ASSIGNMENT: Go through the entries below line by line and count those containing "yellow"; the answer is that count alone.

EXTRACTED INFORMATION:
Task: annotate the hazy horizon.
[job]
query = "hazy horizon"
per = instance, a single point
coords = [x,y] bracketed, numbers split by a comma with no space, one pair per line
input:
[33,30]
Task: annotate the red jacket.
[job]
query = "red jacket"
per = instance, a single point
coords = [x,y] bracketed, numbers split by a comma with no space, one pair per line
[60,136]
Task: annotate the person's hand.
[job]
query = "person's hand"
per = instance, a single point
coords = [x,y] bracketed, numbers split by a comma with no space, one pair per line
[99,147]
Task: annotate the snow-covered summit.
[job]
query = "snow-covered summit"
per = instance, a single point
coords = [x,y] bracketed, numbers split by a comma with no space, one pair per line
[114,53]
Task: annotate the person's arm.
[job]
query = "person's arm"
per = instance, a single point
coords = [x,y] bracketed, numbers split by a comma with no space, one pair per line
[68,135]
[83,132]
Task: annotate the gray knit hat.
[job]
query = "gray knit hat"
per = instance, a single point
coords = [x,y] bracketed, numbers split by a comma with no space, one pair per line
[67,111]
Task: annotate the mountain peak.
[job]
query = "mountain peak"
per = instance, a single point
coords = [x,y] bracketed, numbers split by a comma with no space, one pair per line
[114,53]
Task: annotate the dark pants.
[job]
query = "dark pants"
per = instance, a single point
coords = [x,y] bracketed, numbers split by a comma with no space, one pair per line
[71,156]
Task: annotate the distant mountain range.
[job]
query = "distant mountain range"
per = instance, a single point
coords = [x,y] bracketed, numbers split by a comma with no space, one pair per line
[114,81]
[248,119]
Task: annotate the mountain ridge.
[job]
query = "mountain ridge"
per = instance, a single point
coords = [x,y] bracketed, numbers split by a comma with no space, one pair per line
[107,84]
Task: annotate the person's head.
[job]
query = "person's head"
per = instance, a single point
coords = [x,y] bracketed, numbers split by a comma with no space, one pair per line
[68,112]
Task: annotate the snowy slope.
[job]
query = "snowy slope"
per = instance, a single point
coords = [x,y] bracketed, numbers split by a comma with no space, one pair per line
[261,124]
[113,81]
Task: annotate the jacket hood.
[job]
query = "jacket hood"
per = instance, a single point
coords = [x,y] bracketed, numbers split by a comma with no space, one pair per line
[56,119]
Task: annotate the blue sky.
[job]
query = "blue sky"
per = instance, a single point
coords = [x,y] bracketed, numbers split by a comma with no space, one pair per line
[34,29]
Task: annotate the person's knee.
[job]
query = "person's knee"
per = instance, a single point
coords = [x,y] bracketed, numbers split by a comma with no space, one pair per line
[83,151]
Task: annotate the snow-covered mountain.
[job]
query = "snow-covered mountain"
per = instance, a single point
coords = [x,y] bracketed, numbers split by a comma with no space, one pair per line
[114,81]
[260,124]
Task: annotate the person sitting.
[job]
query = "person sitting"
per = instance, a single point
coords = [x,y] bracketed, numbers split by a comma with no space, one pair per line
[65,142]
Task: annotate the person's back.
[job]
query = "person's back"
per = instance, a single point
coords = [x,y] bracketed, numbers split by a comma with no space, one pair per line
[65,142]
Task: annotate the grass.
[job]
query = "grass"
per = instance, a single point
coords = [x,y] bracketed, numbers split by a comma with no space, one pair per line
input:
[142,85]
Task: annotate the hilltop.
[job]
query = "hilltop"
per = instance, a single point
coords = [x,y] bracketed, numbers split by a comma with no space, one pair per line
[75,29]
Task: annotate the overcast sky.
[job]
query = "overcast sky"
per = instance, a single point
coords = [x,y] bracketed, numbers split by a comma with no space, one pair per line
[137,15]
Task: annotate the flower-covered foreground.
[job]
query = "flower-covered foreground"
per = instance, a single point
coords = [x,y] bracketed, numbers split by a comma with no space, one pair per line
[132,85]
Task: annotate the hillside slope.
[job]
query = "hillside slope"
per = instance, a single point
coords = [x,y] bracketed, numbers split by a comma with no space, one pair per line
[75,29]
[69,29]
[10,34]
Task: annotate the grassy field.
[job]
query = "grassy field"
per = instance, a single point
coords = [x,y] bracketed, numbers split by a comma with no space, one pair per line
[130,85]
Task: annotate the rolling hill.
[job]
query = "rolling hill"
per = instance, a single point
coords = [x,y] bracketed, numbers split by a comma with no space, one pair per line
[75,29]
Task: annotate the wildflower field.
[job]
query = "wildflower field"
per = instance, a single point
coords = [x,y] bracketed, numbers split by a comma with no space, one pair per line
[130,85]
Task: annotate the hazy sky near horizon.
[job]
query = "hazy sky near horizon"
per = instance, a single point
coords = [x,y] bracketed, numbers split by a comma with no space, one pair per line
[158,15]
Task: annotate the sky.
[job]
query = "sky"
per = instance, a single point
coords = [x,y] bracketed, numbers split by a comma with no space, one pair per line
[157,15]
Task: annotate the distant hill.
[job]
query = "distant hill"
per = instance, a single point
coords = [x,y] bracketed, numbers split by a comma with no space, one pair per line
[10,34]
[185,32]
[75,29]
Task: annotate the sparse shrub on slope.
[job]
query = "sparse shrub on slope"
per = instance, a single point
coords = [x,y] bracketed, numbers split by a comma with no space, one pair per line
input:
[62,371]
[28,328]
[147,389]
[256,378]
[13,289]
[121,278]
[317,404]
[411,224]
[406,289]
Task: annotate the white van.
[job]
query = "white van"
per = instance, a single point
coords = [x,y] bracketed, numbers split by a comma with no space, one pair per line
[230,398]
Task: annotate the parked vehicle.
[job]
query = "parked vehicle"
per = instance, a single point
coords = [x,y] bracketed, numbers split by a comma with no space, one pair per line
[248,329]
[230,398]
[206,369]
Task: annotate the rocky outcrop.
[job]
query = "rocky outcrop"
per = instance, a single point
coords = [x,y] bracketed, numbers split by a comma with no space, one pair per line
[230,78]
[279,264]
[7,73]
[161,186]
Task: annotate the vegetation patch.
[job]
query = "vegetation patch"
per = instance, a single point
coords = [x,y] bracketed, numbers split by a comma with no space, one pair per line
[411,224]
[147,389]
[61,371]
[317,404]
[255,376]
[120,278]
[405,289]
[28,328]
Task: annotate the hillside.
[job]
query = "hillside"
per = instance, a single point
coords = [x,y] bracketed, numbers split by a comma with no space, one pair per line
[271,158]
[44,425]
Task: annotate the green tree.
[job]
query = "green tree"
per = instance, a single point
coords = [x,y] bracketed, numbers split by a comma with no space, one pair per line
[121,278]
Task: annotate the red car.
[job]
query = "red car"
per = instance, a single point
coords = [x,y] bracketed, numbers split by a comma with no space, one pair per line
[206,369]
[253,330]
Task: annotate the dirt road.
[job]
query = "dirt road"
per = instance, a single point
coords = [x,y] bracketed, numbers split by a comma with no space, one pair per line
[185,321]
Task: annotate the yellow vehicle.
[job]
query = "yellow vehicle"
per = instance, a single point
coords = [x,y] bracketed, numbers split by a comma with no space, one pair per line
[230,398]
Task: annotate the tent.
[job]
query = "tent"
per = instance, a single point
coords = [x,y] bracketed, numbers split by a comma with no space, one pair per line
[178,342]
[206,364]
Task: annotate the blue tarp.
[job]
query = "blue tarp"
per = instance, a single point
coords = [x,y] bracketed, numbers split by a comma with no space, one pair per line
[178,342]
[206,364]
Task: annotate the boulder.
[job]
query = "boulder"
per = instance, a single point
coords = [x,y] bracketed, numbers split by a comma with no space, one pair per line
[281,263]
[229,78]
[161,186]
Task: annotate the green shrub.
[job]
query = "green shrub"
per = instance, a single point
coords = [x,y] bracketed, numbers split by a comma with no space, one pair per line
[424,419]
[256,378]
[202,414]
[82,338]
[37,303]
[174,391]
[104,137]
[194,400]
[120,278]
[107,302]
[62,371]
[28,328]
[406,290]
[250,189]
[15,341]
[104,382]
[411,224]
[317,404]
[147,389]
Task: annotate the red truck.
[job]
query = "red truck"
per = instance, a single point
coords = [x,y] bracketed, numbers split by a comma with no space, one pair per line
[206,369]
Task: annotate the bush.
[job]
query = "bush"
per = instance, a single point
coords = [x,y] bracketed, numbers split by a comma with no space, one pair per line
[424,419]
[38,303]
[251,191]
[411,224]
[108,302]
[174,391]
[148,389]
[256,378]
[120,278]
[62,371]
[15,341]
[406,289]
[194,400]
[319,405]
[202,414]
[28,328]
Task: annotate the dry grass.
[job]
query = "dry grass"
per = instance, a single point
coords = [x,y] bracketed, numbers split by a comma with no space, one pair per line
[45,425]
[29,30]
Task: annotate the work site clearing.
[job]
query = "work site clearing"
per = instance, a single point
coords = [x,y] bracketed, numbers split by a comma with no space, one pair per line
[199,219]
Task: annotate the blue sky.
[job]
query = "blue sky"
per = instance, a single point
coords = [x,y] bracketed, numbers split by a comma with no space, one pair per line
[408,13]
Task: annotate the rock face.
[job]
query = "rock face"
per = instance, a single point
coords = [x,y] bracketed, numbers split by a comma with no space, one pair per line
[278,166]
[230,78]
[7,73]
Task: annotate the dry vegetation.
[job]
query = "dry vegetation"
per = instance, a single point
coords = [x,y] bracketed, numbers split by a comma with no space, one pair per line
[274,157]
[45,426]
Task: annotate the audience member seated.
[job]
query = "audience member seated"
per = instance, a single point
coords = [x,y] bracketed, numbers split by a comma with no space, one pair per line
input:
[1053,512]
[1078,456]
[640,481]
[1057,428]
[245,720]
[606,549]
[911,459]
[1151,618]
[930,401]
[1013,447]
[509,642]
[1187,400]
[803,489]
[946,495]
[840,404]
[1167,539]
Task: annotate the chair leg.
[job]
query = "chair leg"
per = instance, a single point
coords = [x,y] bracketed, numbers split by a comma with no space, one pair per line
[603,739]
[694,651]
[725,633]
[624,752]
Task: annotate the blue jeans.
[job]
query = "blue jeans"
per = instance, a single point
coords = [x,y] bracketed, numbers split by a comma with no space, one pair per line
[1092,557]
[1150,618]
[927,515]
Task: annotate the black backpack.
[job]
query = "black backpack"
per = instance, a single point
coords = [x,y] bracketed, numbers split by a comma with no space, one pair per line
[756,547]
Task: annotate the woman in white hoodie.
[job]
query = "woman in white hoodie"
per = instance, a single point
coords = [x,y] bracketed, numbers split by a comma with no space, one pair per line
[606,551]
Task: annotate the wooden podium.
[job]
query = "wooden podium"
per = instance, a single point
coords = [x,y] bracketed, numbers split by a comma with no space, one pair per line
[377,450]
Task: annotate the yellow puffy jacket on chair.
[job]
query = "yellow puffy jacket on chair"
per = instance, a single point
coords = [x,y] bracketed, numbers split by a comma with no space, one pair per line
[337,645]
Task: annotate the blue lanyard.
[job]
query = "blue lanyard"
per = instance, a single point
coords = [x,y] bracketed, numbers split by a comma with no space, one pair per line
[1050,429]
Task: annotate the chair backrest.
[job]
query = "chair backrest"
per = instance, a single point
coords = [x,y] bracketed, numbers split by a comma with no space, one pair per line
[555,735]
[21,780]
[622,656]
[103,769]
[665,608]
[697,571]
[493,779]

RESPONSE TO THIS EXERCISE: 4